─── Passage
1–6 Jul 2025
Omni Boston Hotel at the Seaport
US/Eastern timezone

Thu-Mo-Po.04-01: Experimental study on overcurrent and quench characteristics of NI HTS coil wound with thin REBCO tape

3 Jul 2025, 08:45
2h
Ensemble Ballroom, Level 2

Ensemble Ballroom, Level 2

Speaker

Mr Hongzhuo Zeng (Institute of Electrical Engineering, Chinese Academy of Sciences)

Description

For non-insulated (NI) HTS coils wound with thin REBCO tapes, on the one hand, due to increasing current density, the coils can generate higher magnetic field; on the other hand, the compactness and the mechanical stability of the coils can be improved for the reason of higher proportion of Hastelloy. However, up to now, there is a lack of experimental research data on the electro-thermal stability of such NI coils. This work builds an experimental test platform for these NI coils, focusing on the coil electro-thermal stability. Our experimental coil is wound with 50μm thick REBCO tape (10μm for the single-sided copper layer and 30μm for the Hastelloy layer) using NI technology. It is worth noting that the experimental coil has more than 200 turns, more than 8 temperature sensors, and more than 10 voltage testing signals, which helps us realistically simulate the coils used for high-field superconducting magnets and fully understand its electrical and thermal characteristics during overcurrent and quench events. In addition, for the first time, we put both local heater and whole-turn heater into the coil. Using the former one to trigger quench events can obtain the circumferential normal zone propagation velocity (NZPV) of the coil, and using the latter one can obtain the radial NZPV, which helps us to decouple heat transfer at circular direction and at radial direction. In order to make the power supply produce higher heating power, we divide the whole-turn heater into 4 parts and connect them in parallel, thereby improving the matching degree between the resistance of the heater and the rated resistance of the power supply. The experiment was carried out under the conduction-cooled condition. At 77K, 65K and 20K, we firstly tested the critical current of the coil as a benchmark for subsequent experiments. We then set the coil current to 1.3Ic to test the coil ability to cope with overcurrent. Finally, we set the coil current to 0.7Ic, using local heater and whole-turn heater to trigger the quench, and evaluated the minimum quench energy (MQE) and NZPV of the coil. This work further improved the database of electro-thermal stability performance of NI coils, providing important data support for magnet design, construction, analysis and modeling.
──────
### Goal
Update the session listing starting at "3 Jul 2025, 08:45" and ending at "Academy of Sciences)", replacing "Speaker" with "Presenter".
─── Excerpted records
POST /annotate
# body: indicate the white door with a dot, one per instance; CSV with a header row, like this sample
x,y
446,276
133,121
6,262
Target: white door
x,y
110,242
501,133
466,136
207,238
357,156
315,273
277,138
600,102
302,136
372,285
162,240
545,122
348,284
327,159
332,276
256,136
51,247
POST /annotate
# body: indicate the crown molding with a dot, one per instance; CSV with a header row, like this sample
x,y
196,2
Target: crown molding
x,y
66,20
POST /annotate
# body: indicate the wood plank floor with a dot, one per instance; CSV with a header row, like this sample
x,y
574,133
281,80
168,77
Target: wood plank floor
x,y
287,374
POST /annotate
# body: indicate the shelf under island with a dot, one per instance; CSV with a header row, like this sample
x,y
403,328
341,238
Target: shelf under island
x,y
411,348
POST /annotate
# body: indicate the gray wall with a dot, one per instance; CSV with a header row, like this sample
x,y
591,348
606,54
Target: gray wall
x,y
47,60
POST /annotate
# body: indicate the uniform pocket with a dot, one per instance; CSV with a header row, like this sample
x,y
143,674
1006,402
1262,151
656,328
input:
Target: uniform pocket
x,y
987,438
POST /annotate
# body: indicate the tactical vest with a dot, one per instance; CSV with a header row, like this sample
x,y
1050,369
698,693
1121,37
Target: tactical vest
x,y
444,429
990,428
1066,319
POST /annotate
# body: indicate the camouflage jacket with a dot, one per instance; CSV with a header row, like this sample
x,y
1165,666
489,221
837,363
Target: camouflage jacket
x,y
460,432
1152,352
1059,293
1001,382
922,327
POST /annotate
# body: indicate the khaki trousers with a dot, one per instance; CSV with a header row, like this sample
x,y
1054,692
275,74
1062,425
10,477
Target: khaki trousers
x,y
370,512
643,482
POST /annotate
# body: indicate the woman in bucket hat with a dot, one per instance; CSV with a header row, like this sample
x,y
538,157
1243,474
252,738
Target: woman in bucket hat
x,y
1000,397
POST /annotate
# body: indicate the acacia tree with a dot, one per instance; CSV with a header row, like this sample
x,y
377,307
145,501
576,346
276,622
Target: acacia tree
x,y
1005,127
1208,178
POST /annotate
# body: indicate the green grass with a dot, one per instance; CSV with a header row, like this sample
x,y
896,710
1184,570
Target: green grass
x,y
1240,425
──────
### Reply
3 Jul 2025, 08:45
2h
Ensemble Ballroom, Level 2

Ensemble Ballroom, Level 2

Presenter

Mr Hongzhuo Zeng (Institute of Electrical Engineering, Chinese Academy of Sciences)